Reproduce the material in full, exactly as written.

=== Provided material ===

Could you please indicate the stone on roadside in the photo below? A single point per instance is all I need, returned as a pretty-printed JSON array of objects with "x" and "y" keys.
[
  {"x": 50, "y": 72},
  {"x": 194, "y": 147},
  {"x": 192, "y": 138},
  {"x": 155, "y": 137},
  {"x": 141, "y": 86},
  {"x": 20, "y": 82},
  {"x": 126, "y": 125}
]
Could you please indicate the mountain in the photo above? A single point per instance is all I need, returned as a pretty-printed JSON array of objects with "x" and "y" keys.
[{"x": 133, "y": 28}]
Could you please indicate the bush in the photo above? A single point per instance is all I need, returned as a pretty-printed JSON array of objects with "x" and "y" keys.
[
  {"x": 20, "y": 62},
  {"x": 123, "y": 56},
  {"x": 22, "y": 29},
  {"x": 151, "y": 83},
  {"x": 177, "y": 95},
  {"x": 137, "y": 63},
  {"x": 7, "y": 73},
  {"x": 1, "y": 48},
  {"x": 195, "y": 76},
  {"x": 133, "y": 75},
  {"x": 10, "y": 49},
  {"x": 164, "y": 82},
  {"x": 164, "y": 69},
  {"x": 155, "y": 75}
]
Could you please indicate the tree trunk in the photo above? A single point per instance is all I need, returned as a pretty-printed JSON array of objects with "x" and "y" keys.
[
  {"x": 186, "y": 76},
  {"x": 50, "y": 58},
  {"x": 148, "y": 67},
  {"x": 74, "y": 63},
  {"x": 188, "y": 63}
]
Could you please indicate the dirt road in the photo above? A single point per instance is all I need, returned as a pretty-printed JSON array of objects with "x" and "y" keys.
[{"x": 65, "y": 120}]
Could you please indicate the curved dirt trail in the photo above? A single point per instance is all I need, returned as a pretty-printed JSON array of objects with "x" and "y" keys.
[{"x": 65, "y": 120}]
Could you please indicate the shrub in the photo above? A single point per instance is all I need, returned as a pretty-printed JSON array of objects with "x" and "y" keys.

===

Result of the exercise ->
Could you please indicate the stone on roadside in the photo below? A single point per instance is all I need, returned as a pretty-printed JSON array of objects with "x" and "y" keys.
[
  {"x": 50, "y": 72},
  {"x": 194, "y": 147},
  {"x": 192, "y": 138},
  {"x": 155, "y": 137},
  {"x": 141, "y": 86},
  {"x": 20, "y": 82},
  {"x": 126, "y": 125}
]
Could you please indicate the mountain in the photo above? A single point per instance is all I need, returned as a pretty-printed JSON array of objects with "x" and "y" keys.
[{"x": 133, "y": 28}]
Could you please indicate the bush in the photo above? A single point per instance is all I need, returned as a pretty-printed JSON array of objects with "x" and "y" keys.
[
  {"x": 20, "y": 62},
  {"x": 123, "y": 56},
  {"x": 22, "y": 29},
  {"x": 151, "y": 83},
  {"x": 177, "y": 95},
  {"x": 137, "y": 63},
  {"x": 7, "y": 73},
  {"x": 1, "y": 48},
  {"x": 195, "y": 76},
  {"x": 133, "y": 75},
  {"x": 10, "y": 49},
  {"x": 164, "y": 82},
  {"x": 164, "y": 69},
  {"x": 155, "y": 75}
]
Could you please indicate the tree trunk in the photo above? A single point per instance is all I need, returned as a pretty-printed JSON array of objects with "x" and "y" keys.
[
  {"x": 186, "y": 76},
  {"x": 50, "y": 58},
  {"x": 148, "y": 67},
  {"x": 74, "y": 63},
  {"x": 188, "y": 63}
]
Could you please indicate the dirt road in the photo above? A single point per instance is all I need, returned as a pretty-printed JSON array of objects with "x" and "y" keys.
[{"x": 65, "y": 120}]
Could you please indicate the curved dirt trail in the photo above? A single point per instance is all I need, returned as a pretty-printed JSON array of objects with "x" and "y" keys.
[{"x": 65, "y": 120}]
Could you please indicate the shrub in the photo above? A single point per instance is all I need, returned as a pretty-printed JSON array of objects with "x" and "y" keys.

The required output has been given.